▸ **Source passage**
——————————
Filtered similarity search (combine with Neo4j result set)
SELECT paper_id, title, 1 - (abstract_embedding <=> $query_embedding::vector) AS similarity FROM paper_embeddings WHERE paper_id = ANY($allowed_ids) -- pass Neo4j result IDs as array ORDER BY abstract_embedding <=> $query_embedding::vector LIMIT 10;
Combining Neo4j and pgvector
The most powerful queries combine both:
- Run a Cypher query to get a filtered set of paper IDs (e.g. papers with tag X and > 50 citations)
- Pass those IDs to pgvector as
$allowed_ids - Rank by semantic similarity to the user's question within that filtered set
This gives: "papers semantically similar to my question, but only within the subset that also match structural criteria."
When NOT to apply this skill
If you are writing papers to the graph, use the patterns in
knowledge-graph-builder. If you are designing the catalog output, use catalog-formatting. If you are searching for new papers from external sources, use search-strategy.
——————————
Image-grounded pointing data

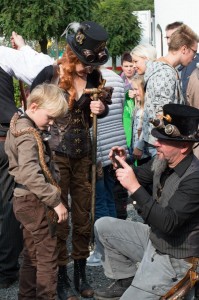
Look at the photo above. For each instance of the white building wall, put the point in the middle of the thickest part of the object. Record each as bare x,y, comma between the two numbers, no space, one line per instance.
169,11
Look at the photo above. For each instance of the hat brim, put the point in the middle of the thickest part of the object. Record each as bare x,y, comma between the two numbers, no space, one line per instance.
81,57
162,136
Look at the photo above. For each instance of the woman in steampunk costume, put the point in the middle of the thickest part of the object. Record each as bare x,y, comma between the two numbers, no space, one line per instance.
76,70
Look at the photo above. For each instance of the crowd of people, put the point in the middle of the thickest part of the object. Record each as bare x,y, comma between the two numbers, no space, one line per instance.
147,135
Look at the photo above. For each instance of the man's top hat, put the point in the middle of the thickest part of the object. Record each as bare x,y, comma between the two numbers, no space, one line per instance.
179,123
89,43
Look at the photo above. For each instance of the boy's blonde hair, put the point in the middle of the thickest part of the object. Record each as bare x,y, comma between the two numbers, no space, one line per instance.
145,51
183,36
139,79
50,97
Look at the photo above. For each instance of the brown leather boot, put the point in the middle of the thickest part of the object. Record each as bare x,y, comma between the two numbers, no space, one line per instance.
80,281
64,289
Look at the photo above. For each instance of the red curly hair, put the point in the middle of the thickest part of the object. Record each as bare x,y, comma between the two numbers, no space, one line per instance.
68,61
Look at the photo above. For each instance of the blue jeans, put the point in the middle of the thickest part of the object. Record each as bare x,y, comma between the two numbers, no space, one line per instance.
105,203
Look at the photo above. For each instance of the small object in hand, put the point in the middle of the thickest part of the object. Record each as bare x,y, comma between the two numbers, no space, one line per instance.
52,216
115,160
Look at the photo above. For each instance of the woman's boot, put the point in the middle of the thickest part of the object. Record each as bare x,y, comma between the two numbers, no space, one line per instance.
81,284
64,289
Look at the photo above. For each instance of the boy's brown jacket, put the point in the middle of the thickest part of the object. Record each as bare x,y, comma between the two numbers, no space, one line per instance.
24,165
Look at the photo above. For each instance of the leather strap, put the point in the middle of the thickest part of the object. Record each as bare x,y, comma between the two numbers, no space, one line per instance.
187,282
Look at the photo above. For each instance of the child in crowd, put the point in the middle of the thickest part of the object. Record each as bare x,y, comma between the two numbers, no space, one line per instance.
138,89
36,203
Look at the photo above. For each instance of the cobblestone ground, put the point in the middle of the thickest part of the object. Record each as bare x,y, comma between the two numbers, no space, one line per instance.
95,275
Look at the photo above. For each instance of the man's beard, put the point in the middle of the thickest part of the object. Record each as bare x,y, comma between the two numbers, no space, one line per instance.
159,165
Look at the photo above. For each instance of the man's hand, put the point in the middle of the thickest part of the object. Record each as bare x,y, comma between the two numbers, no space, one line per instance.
137,153
17,41
116,150
97,107
126,176
62,212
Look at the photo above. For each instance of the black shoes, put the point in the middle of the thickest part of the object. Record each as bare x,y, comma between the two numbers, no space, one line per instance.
8,282
64,289
80,281
114,291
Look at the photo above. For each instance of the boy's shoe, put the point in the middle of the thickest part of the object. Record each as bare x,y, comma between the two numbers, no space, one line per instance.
94,260
114,291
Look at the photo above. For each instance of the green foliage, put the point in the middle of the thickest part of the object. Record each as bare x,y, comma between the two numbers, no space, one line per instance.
123,27
17,93
144,5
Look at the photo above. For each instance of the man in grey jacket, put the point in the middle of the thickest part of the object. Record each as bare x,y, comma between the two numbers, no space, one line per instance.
147,260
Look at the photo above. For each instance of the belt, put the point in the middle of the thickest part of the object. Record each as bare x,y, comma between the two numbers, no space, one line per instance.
192,259
2,138
60,153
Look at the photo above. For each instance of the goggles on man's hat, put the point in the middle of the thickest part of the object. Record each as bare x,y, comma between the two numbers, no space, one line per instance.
88,42
178,123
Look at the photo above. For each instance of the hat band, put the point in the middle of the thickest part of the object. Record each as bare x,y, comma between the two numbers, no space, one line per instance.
172,130
90,55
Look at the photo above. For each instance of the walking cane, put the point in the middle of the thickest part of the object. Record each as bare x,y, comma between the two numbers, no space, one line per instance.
94,93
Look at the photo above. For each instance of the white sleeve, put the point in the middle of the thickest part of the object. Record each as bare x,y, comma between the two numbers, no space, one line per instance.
23,64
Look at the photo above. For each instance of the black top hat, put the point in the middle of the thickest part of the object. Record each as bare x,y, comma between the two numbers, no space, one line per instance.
89,43
179,123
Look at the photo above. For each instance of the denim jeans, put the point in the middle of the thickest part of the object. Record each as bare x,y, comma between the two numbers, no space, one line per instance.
105,203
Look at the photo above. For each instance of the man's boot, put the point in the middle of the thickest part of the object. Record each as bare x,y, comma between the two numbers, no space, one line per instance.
114,291
80,281
64,289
——————————
▸ **Required tasks**
1) Summarize the Neo4j and pgvector passage in two sentences.
2) Reproduce the Neo4j and pgvector passage word for word, beginning at the words "When NOT to" and stopping after "sources, use search-strategy.".

▸ **Responses for each task**
1) A SQL query ranks papers by how similar their abstract embeddings are to a query embedding, limited to paper IDs passed in from a Neo4j result set. The most powerful queries run Cypher to get a filtered set of paper IDs, pass those IDs to pgvector, and rank by semantic similarity within that set; other skills apply to writing papers to the graph, designing the catalog output, or searching external sources.

2)
When NOT to apply this skill
If you are writing papers to the graph, use the patterns in
knowledge-graph-builder. If you are designing the catalog output, use catalog-formatting. If you are searching for new papers from external sources, use search-strategy.